(Request): Pick up the text on preparing systems for BDSpro and continue it from its final sentence.

(Passage provided):
This chapter explains what BDSpro requires to achieve its full potential and how to modify your current filesystems setup if you determine that it should be changed. The chapter contains these sections to help you prepare for running BDSpro:
BDSpro release 2.3 requires IRIX version 6.5 (or higher), BDSpro software, and NFS (version 2.0 or 3.0) installed on client and server systems. Server and client systems must also be at the current NFS and mount command overlays; server systems also require the current IRIX and networking overlays. Server and client systems must be connected to a HIPPI or other high-performance network. (See the BDSpro Release Notes for detailed requirements and instructions on software installation).
When selecting disks for use with BDS, choose a brand and model that excel in large sequential access operations. Disks with this characteristic offer better BDS performance and are therefore a better choice.
BDS installations that use fast-and-wide SCSI controllers with speeds of 20 MB per second (not UltraSCSI or Fiber Channel) must optimize the number of disks on a single SCSI bus. For example, a system containing four IBM drives with a transfer rate of 5 MB per second completely saturated a controller with a 20 MB per second transfer rate. The IBM drives provided by Silicon Graphics spin at about 7 MB per second on the outer zone and 5 MB per second on the inner zone. Assuming a transfer rate of 5 MB per second, it is apparent that 4 drives will completely saturate a single 20 MB per second controller.
Silicon Graphics provides SCSI boxes with an eight-drive capacity that are configured for one SCSI channel. This single channel configuration is inefficient for BDS— one channel can service only four of the disks before the maximum bandwidth is reached (4 disks @ 5 MB/disk/second = 20 MB/second). To optimize a factory-shipped SCSI box for BDSpro, reconfigure it from a single-channel to a two-channel device. A SCSI box with two channels offers twice the bandwidth and the additional channel can service the remaining four disks.
For maximum sequential performance with the minimum number of disks, purchase more controllers and use one controller for every three or four disks.
The limit that IRIX imposes on the maximum size of direct memory access (DMA) operations affects XFS, since direct I/O is a DMA operation. In IRIX 6.5, the default maximum DMA size is 4 MB. Frequently, this limit must be increased on BDSpro servers to achieve optimum performance.
To change the maximum DMA size, reset the maxdmasz variable using systune (see the systune(1M) reference page).
The values of maxdmasz are expressed in pages, which are 16 KB on 64-bit systems. Change these values to the size that you need, and then reconfigure and reboot the server.
BDSpro performance is highly dependent on the local performance of XFS and XLV on the server system; BDS is superfluous when local filesystem speed (or network speed) creates performance bottlenecks. You can often correct filesystem performance by properly configuring disks and by setting the correct size for direct memory access operations.
To measure local XFS performance, use lmdd commands similar to those shown below. If you determine that the results are inadequate for a BDS implementation, follow the tuning recommendations in “Tuning XLV Performance,” which follows.

(Dataset content):
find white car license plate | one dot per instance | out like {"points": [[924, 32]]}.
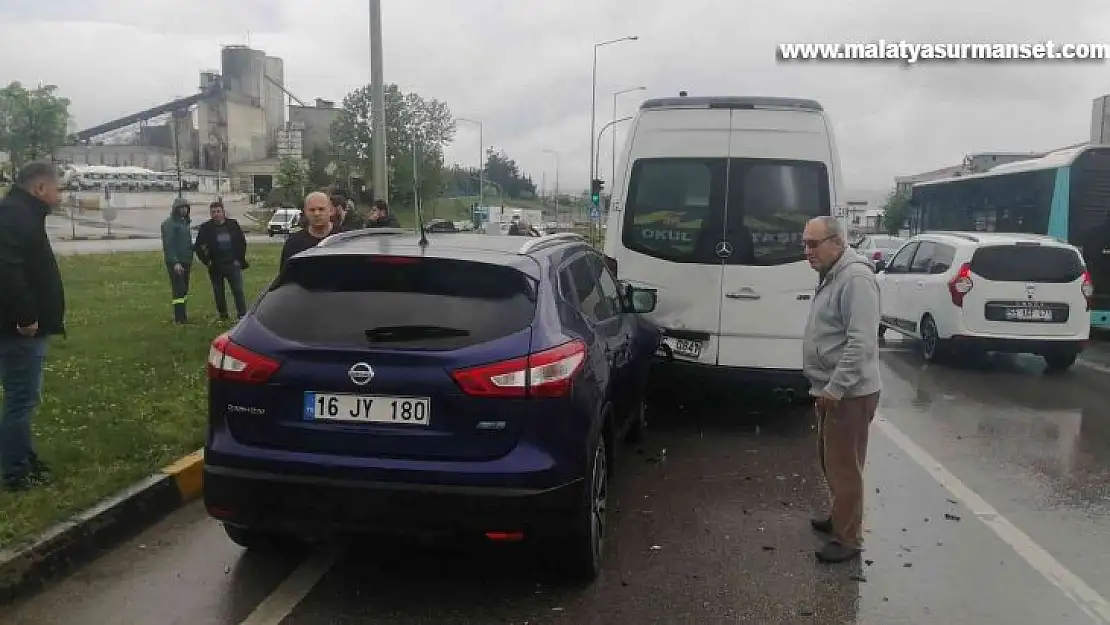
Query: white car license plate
{"points": [[366, 409], [684, 346], [1029, 314]]}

(Response to this exercise):
This command creates testfile, a 500 MB file with a transfer size of 4MB; the return message confirms the new file:
server# lmdd of=/export/bds/local_xfs_file bs=4m move=500m direct=1 524.29 MB in 5.39 secs, 97.21 MB/sec |
This command performs a direct read on testfile with a transfer size of 4MB; the return message shows the XFS transfer rate:
server# lmdd if=/export/bds/local_xfs_file bs=4m move=500m direct=1 524.29 MB in 3.79 secs, 138.15 MB/sec |
XFS uses a logical volume manager, xlv, to stripe data across multiple disk drives. On striped disks, large XFS requests are split and sent to each disk in parallel. The high sequential performance of XFS is attributable to this parallelism. (See Chapter 7 of IRIX Admin: Disks and Filesystems for more information.)
The size of data transfers is an important consideration in planning logical volumes. For example, assume that a logical volume contains ten disks and the stripe size is 64 KB. In this case, transfers of 640 KB or larger are required to get all drives running simultaneously. If the data transfer size is 320 KB, only five drives are active in an I/O operation. Because only half of the available disks are used, a transfer size of 320 KB is very inefficient, reducing the total performance by half. With proper striping of logical volumes, however, you can maximize disk performance.
The xlv_make utility stripes the disks in a logical volume. By default, xlv_make divides the disk into tracks and uses one track from each disk in rotation to create a stripe. The amount of data that xlv_make allocates on a single drive before going to the next is called the stripe unit. The stripe unit and the number of disks in the logical volume determine the stripe width, or
stripe width = stripe unit × number of disks
Figure 2-1 illustrates a logical volume containing four disks. Notice from this figure that the stripe unit is set to two tracks instead of one (the default stripe unit size). If we assume a track size of 100 KB (track size is set by disk manufacturers), the stripe width for this logical volume is 800 KB.
When you create a logical volume, you can specify a stripe size using the stripe_unit argument of xlv_make (see the xlv_make(1M) reference page). Specifying the proper size of the stripe unit is the key to optimizing I/O performance. In most cases, the objective in setting the stripe size is to achieve a particular bandwidth; but you might also need to adjust the stripe size to accommodate an application that uses a fixed transfer size.
The transfer size should be a multiple of both the system's page size and the stripe width (800 KB in Figure 2-1). For example, if an application needs the bandwidth of all four disks but is reading with a transfer size of 400 KB, you could set the stripe unit to one track instead of two to achieve the required bandwidth with half the transfer size.
It is not always advisable to use the smallest possible stripe unit. While small requests can be effective with read transfers because of the read-ahead assistance that SCSI track buffers offer, small stripe units degrade write performance.
For example, consider what happens when data is written using the default stripe unit size of one track. The write is broken into tracks and each track is sent to a different disk. When the data arrives at the controller, the controller first waits for the disk head to move to the beginning of the track before it writes the data. This wait, commonly referred to as a rotational delay, occurs between each track that is written to the same disk; as a result, using a one-track stripe unit reduces the write performance to half of the read performance.
It is possible to achieve higher write performance by using larger stripe units. Table 2-1 shows the effects of increasing the size of stripe units on XFS write performance.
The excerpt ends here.